--- Activities ---
1. According to the evm documentation, what value does the rate take when the model is not a threshold exceedance model?
2. Reproduce the part of the evm documentation that starts with "priorParameters" and goes on through "optimized penalized log-likelihood.".

--- Page text ---
Segment Open

Parameters of the evm are estimated by using maximum (penalized) likelihood (method = "optimize"), or by simulating from the posterior distribution of the model parameters using a Metropolis algorithm (method = "simulate"). In the latter case, start is used as a starting value for the Metropolis algorithm; in its absence, the maximum penalized likelhood point estimates are computed and used.

A boostrap approach is also available (method = "bootstrap"). This runs a parametric bootstrap, simulating from the model fit by optimization.

When method = "simulate" the print and summary functions give posterior means and standard deviations. Posterior means are also returned by the coef method. Depending on what you want to do and what the posterior distributions look like (use plot method) you might want to work with quantiles of the posterior distributions instead of relying on standard errors.

When method = "bootstrap", summaries of the bootstrap distribution and the bootstrap estimate of bias are displayed.

Value

If method = "optimize", an object of class evmOpt:

call

The call to evmSim that produced the object.

data

The original data (above and below the threshold for fitting if a distribution for threshold excesses has been used). In detail, data is a list with elements y and D. y is the response variable and D is a list containing the design matrices implied by any formlae used in the call to evm.

convergence

Output from optim relating to whether or not the optimizer converged.

message

A message telling the user whether or not convergence was achieved.

threshold

The threshold of the data above which the evmSim model was fit.

penalty

The type of penalty function used, if any.

coefficients

The parameter estimates as computed under maximum likelihood or maximum penalized likelihood.

rate

The proportion of observations above the threshold. If the model is not a threshold exceedance model (e.g. the GEV model), the rate will be 1.

priorParameters

See above.

residuals

Residuals computed using the residual function in the texmexFamily object, if any. These are used primarly for producing QQ and PP plots via plot.evmOpt or ggplot.evmOpt. The residuals are transformed values of the raw data, accounting for the parameter estimates: see the residuals component of the texmexFamily object for the calculations. For the generalized Pareto family, they are (if the model fits well) standard exponential variates; for the GEV family, standard Gumbel variates.

ploglik

The value of the optimized penalized log-likelihood.

loglik

The value of the optimized (unpenalized) log-likelihood. If penalty='none' is used, this will be identical to ploglik, above.

cov

The estimated covariance of the parameters in the model.

se

The estimated standard errors of the parameters in the model.

xlevels

A named list containing a named list for each design matrix (main parameter) in the model. Each list contians an element named after each factor in the linear predictor for the respective design matrix. These are used by the predict method to ensure all factor levels are known, even if they don't appear in newdata.

If method = "simulate", an object of class evmSim:

call

The call to evmSim that produced the object.

Segment Closed

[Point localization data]
Segment Open

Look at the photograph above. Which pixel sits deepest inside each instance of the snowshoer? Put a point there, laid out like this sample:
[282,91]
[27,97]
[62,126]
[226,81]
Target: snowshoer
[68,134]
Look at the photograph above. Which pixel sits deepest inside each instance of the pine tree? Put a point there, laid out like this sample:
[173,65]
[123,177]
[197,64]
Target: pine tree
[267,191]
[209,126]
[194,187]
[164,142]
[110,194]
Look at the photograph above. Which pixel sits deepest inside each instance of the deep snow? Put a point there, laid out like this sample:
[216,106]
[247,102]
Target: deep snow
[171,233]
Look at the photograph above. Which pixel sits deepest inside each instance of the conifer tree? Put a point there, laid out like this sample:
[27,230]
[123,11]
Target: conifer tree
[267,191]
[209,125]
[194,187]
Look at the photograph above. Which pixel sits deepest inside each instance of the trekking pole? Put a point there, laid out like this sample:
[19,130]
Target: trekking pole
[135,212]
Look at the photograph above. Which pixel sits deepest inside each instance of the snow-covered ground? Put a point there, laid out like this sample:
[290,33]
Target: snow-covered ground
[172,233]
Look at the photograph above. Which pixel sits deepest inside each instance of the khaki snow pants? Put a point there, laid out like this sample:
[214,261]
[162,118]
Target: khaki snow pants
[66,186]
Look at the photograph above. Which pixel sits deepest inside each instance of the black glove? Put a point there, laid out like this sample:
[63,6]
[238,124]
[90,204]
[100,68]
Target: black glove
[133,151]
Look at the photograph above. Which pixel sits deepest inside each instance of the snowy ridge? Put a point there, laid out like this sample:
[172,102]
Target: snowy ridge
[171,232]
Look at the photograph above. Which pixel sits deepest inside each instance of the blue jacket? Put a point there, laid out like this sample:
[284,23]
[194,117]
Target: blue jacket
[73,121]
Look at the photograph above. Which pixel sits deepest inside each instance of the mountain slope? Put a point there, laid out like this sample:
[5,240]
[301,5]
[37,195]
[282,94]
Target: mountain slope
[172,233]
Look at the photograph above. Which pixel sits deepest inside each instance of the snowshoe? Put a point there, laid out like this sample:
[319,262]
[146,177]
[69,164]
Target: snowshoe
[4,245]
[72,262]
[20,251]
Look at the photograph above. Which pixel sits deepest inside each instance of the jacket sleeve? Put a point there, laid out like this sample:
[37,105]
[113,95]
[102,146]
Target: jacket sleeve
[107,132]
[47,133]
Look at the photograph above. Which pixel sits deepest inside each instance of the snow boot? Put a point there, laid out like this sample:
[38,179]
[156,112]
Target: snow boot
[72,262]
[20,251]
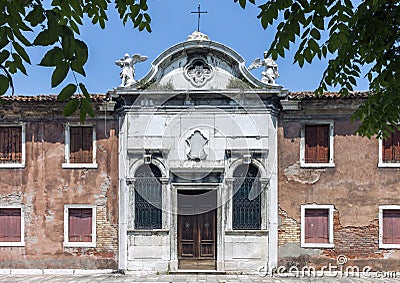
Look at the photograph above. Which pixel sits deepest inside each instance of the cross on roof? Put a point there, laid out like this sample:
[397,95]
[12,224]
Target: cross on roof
[199,12]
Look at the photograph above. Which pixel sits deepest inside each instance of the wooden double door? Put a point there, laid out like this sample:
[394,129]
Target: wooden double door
[197,229]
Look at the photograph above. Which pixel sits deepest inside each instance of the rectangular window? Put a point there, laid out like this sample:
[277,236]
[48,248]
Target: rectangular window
[317,145]
[80,146]
[389,226]
[317,226]
[12,146]
[389,150]
[11,226]
[80,226]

Segment Closed

--- Solved tasks ---
1. The rate will be 1.

2.
priorParameters

See above.

residuals

Residuals computed using the residual function in the texmexFamily object, if any. These are used primarly for producing QQ and PP plots via plot.evmOpt or ggplot.evmOpt. The residuals are transformed values of the raw data, accounting for the parameter estimates: see the residuals component of the texmexFamily object for the calculations. For the generalized Pareto family, they are (if the model fits well) standard exponential variates; for the GEV family, standard Gumbel variates.

ploglik

The value of the optimized penalized log-likelihood.